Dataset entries
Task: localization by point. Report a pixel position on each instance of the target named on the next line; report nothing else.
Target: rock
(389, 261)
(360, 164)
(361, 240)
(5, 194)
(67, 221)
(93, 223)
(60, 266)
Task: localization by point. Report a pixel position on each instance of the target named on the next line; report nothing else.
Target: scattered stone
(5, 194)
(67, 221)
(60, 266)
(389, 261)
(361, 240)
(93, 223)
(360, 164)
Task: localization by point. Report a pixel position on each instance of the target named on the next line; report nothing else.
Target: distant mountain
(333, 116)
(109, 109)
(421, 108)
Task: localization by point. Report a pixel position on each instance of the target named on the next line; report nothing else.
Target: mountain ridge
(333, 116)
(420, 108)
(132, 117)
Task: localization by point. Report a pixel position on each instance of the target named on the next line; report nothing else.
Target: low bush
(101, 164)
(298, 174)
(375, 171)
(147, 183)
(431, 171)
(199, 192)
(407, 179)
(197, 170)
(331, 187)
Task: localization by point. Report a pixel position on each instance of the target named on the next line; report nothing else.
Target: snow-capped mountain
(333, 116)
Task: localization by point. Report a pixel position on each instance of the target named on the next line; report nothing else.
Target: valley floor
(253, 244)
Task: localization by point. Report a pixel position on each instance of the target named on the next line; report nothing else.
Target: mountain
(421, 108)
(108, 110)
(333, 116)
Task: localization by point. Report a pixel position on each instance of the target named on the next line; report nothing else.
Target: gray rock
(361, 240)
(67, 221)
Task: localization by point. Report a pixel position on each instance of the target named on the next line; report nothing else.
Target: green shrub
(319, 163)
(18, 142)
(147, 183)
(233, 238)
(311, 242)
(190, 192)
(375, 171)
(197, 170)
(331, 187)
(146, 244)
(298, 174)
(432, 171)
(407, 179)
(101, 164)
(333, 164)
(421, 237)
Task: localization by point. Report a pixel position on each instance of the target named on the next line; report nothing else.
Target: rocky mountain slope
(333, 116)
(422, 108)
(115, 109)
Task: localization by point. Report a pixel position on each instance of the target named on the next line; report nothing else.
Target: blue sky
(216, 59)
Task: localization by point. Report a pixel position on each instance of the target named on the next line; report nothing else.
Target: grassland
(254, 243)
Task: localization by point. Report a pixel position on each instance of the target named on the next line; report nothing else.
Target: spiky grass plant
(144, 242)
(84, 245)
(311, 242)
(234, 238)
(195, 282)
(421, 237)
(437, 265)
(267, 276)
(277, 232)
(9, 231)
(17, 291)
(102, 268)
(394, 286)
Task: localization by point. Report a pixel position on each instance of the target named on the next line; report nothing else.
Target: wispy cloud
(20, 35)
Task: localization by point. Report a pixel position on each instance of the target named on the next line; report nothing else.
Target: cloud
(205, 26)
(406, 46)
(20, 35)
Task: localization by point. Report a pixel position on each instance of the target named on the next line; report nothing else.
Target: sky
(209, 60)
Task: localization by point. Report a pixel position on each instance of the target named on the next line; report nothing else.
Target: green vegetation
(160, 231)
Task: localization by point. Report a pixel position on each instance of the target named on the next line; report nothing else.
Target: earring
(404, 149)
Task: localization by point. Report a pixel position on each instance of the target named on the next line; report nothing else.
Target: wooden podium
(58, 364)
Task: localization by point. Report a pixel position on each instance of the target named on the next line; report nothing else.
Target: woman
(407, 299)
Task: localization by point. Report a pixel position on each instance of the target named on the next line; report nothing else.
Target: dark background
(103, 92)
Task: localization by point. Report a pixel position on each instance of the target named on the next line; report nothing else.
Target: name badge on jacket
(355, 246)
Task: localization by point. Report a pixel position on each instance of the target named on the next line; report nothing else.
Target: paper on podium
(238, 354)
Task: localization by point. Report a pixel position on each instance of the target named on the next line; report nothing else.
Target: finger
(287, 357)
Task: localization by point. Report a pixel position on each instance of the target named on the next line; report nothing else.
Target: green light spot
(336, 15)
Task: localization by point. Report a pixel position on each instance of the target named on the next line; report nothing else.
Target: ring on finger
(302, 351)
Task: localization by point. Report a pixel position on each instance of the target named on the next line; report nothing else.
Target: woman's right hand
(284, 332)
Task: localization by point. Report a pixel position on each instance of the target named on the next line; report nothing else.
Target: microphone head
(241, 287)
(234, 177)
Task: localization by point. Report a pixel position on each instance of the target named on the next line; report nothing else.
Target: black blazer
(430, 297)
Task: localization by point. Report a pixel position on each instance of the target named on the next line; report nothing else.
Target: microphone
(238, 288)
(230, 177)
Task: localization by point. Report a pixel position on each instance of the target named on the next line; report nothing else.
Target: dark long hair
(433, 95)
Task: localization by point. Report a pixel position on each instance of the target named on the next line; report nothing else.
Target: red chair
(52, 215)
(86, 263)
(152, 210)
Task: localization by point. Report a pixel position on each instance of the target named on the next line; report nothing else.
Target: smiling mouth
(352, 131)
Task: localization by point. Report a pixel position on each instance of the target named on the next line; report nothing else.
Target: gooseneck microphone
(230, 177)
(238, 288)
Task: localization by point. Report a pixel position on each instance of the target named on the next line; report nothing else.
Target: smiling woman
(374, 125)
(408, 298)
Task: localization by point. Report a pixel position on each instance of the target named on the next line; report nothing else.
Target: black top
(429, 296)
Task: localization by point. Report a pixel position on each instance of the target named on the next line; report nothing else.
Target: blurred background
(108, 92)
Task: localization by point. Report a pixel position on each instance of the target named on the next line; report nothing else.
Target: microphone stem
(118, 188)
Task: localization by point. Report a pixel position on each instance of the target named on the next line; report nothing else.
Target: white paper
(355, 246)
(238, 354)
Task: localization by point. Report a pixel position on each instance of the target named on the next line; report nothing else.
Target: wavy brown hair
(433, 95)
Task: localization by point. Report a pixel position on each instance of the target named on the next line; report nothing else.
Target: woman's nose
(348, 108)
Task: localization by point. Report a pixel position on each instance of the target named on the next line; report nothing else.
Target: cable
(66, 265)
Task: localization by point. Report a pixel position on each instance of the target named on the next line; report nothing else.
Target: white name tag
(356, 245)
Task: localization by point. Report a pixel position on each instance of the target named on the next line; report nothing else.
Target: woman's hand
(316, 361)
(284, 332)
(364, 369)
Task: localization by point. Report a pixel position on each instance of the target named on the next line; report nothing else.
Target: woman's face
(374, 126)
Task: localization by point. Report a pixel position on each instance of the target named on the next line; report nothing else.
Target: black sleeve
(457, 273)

Problem details:
Transcribe exactly, starting at the line with "Target: woman's face" and continuing through the last line of the data above; leave out all earlier lines.

Response to the exercise:
Target: woman's face
(374, 126)
Task: localization by point. Report a pixel position on each instance of the target named on the next line; report nothing else.
Target: black sleeve
(457, 273)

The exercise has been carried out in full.